Reproduce each line of the records below word for word, omitting the pictures from your answer.

◆ **Task inputs**:

— Start —

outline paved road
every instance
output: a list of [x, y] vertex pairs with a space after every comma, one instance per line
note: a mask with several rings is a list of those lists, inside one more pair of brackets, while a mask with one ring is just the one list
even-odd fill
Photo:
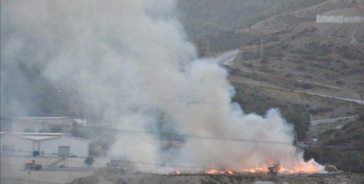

— End —

◆ **Response to this exercise**:
outline paved road
every instance
output: a list of [x, y] vertex pairs with a space after every comma, one instance per line
note: a mask with several rings is a list of those lists, inside one more pair of brackets, while a mask with one ring is just the one list
even-odd fill
Photo:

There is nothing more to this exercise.